取り組む課題:
1. ブログ記事によると、トシンはどこの国から来たのか。
2. ブログ記事のうち、「Wellingsbüttel」から始まって「Wandsbeker Chaussee 駅。好きな駅。」で終わる部分を、一字も変えずに書き写すこと。

シゲブログ ~避役的放浪記~

大学でロシア語を学んでいました。関西、箱根を経て、今は北ドイツで働いています。B2レベルのドイツ語に達するのが目標です

#215 言えたはずのフレーズ

Berliner Tor駅
 今の会話に知っているはずの単語があったのではないか、聞き取れたはずのフレーズがあったのではないかと、私はがっかりしている。きっと使えたはずのフレーズも試せるはずの表現もあったに違いない。進研ゼミじゃないけれど「この場面知ってる! 教科書で呼んだやつだ!」というのが今じゃなかったのか。おばあさんが降りたドアの辺りを見るけれど列車はもう発車している。残念無念また来年。毎日の出会いを大事にしないといけないのに、今の私は大事にできていたか。チャンスはいつも突然来る。いつでも準備万端というわけには行かないけれど、準備はできている方がいい。
 
 新しい場所にいて新しいば言葉を学ぶ。一度獲得した言葉はここでは意味がなくて、掴んだものを手放して、新しいものを獲得するために走らないと。まだ言葉を獲得していなかった16歳以前と同じやるせなさが時々顔を出して焦る。常に言葉を上手く言葉にできないという不満を抱えていて辛い。楽になりたいけれど楽になるには勉強するしかない。

Wellingsbüttel 駅。この前ここのフリーWi-Fiを使って友達と長電話した
 ロシア語を勉強し始めた時、友達のモモエちゃん(もちろん仮名)が「赤ちゃんの時みたいで面白い」と言っていた。その友達は6年経ってペラペラになっている。自分も6年後に話せているのだろうか。というか1年後にはちゃんと話したいのだけど。
 言葉を話せないがためにずっと屈辱的な思いをしている。それを悔しいと思わないのも生存のための戦略なのだけど、それを当たり前だと思っていたら、ドイツ語は上達しない。

道に迷った後にようやく見つけた駅
 日本と比べてドイツの人は、車内で目線が合ってもニッコリしてくれて嬉しい。ナイジェリアから来たトシンは逆で、ドイツ人は初対面の人に優しくないと言っていた。その対比はとても興味深かった。肌の色も関係があるのかもしれない。外見やエスニックグループに対するイメージとかってドイツと日本じゃきっとまるっきり違うんだろうな。トシンはポスドク社会心理学者なので「ハンブルクでそれの研究をしたら?」って言った。もちろん冗談。でも大学で彼女がこれからどんな研究をするのかは結構興味がある。

Wandsbeker Chaussee 駅。好きな駅。

(未加工の記録)
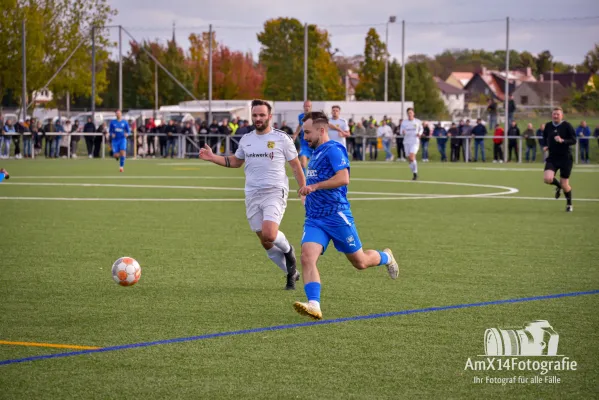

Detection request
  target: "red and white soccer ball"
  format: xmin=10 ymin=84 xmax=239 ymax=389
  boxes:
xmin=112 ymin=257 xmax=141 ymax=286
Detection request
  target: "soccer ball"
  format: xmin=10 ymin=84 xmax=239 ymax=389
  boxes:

課題ごとの解答:
1. トシンはナイジェリアから来た。

2.
Wellingsbüttel 駅。この前ここのフリーWi-Fiを使って友達と長電話した
 ロシア語を勉強し始めた時、友達のモモエちゃん(もちろん仮名)が「赤ちゃんの時みたいで面白い」と言っていた。その友達は6年経ってペラペラになっている。自分も6年後に話せているのだろうか。というか1年後にはちゃんと話したいのだけど。
 言葉を話せないがためにずっと屈辱的な思いをしている。それを悔しいと思わないのも生存のための戦略なのだけど、それを当たり前だと思っていたら、ドイツ語は上達しない。

道に迷った後にようやく見つけた駅
 日本と比べてドイツの人は、車内で目線が合ってもニッコリしてくれて嬉しい。ナイジェリアから来たトシンは逆で、ドイツ人は初対面の人に優しくないと言っていた。その対比はとても興味深かった。肌の色も関係があるのかもしれない。外見やエスニックグループに対するイメージとかってドイツと日本じゃきっとまるっきり違うんだろうな。トシンはポスドク社会心理学者なので「ハンブルクでそれの研究をしたら?」って言った。もちろん冗談。でも大学で彼女がこれからどんな研究をするのかは結構興味がある。

Wandsbeker Chaussee 駅。好きな駅。